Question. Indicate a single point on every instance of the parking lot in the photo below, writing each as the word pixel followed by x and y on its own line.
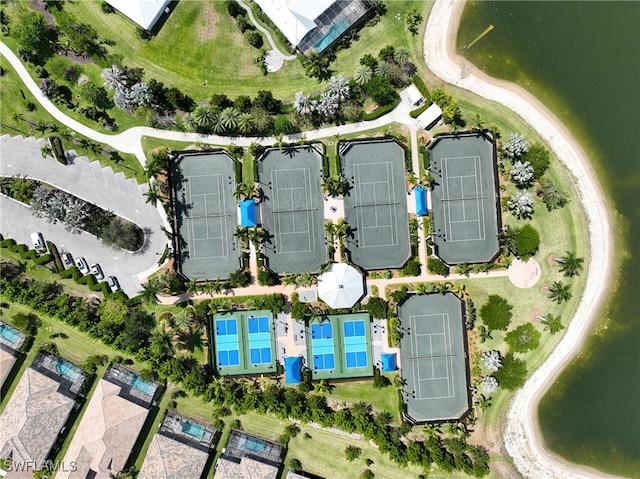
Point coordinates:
pixel 93 183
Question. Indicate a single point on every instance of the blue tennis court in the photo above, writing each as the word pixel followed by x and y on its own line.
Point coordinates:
pixel 355 344
pixel 259 340
pixel 321 331
pixel 227 342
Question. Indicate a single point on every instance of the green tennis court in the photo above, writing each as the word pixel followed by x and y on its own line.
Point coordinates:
pixel 242 343
pixel 339 346
pixel 292 210
pixel 434 359
pixel 465 199
pixel 205 215
pixel 376 206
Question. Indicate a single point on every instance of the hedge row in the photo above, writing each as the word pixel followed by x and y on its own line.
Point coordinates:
pixel 58 150
pixel 24 251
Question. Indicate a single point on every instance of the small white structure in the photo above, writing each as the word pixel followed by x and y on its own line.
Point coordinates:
pixel 341 286
pixel 430 117
pixel 413 95
pixel 294 18
pixel 143 12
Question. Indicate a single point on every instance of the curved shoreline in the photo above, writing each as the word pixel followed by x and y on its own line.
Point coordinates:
pixel 521 434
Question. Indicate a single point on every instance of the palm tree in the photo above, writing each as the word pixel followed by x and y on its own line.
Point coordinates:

#####

* EXERCISE REQUIREMENTS:
Repeat every line above exactly, but omit all images.

* RESULT OF THE EXERCISE:
Question. Indicate a single point on every instance of the parking lot in the photo below, writing each as the word pixel followed by x and y on its own line.
Point coordinates:
pixel 93 183
Question. Indicate a single point on every instance of the blue tennis court in the photo above, writing each as the word pixel followed by x and y on its own line.
Point coordinates:
pixel 355 344
pixel 259 340
pixel 321 331
pixel 227 342
Question. Indicate a single point on every instance of the green tennis court in the photo above, writing each as the word pixel followed by x and y on its own line.
Point coordinates:
pixel 242 343
pixel 339 346
pixel 292 210
pixel 434 359
pixel 465 199
pixel 205 215
pixel 376 206
Question. Indicate a single point on every instance of the hedge row in the photo above, writing each as the word pixel followed by x and y on its own line.
Point coordinates:
pixel 58 150
pixel 24 251
Question. Indicate a single point on every instance of the small white structure in the photo above, writing each as the word pixel followed by x and y on its own line.
Point coordinates:
pixel 341 286
pixel 430 117
pixel 413 95
pixel 294 18
pixel 143 12
Question. Indicate a single point on every instance of the curved shoreline in the photo above, writing each as the word pixel followed by x and y on its own line.
Point coordinates:
pixel 521 434
Question. Indicate a single point on every instance of the palm tree in the photo above, writing each as the word pixel followed by x and y on its own line.
Point coordinates:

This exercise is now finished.